CONSIGNE: Déterminez combien de lignes de la liste contiennent la chaîne « door » en tenant compte de la casse, puis donnez uniquement ce nombre.

DONNÉES FOURNIES:
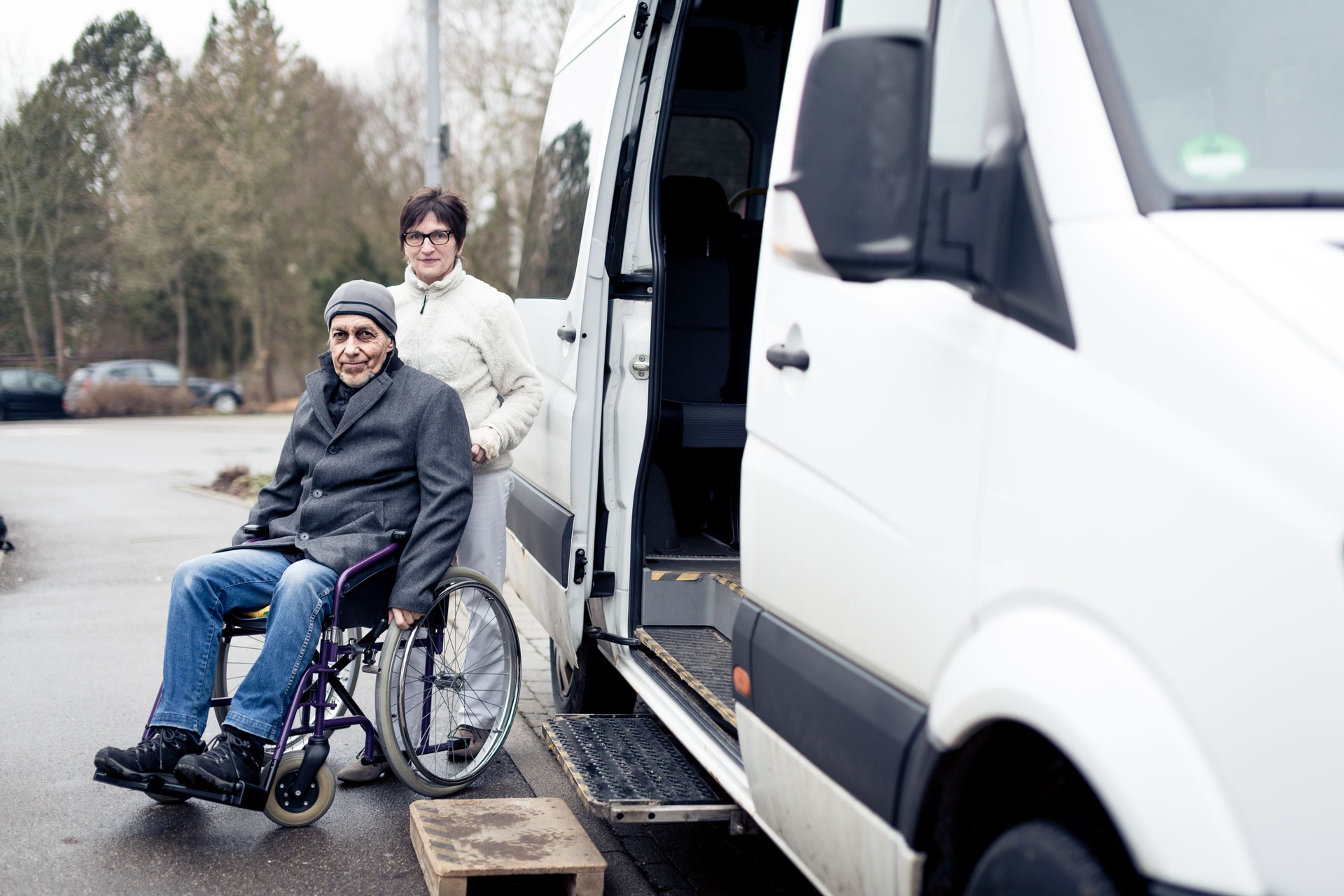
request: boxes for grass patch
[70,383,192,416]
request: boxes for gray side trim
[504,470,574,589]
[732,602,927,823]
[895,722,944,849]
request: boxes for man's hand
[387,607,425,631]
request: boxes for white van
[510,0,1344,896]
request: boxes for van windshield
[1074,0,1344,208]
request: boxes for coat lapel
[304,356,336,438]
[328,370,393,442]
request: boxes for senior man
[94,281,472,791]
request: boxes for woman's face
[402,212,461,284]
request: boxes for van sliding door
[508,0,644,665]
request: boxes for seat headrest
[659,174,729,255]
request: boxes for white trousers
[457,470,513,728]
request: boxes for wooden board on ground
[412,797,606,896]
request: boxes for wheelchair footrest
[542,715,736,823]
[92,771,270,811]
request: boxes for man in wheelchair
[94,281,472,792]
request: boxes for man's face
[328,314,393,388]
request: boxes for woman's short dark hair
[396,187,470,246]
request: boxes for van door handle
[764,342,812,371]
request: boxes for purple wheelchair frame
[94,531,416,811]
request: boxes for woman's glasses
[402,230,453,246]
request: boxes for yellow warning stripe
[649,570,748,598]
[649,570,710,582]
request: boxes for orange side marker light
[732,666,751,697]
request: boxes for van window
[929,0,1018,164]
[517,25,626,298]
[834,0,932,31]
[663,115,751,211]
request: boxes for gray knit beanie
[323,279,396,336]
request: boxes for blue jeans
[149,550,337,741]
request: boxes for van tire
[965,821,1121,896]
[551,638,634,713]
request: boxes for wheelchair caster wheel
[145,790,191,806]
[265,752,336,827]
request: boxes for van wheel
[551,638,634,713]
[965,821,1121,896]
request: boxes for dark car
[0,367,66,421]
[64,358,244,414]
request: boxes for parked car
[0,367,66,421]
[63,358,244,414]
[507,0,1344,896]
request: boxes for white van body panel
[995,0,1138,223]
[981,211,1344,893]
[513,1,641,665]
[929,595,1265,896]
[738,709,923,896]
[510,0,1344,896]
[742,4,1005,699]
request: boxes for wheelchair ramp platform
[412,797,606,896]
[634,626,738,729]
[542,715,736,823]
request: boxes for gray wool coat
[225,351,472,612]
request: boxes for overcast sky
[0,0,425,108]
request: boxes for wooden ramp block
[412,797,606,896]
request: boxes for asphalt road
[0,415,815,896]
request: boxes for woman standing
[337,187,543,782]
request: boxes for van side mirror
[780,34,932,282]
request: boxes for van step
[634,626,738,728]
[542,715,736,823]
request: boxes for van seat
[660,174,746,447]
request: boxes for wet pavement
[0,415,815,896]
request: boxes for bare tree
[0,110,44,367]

RÉPONSE COMPLÈTE: 2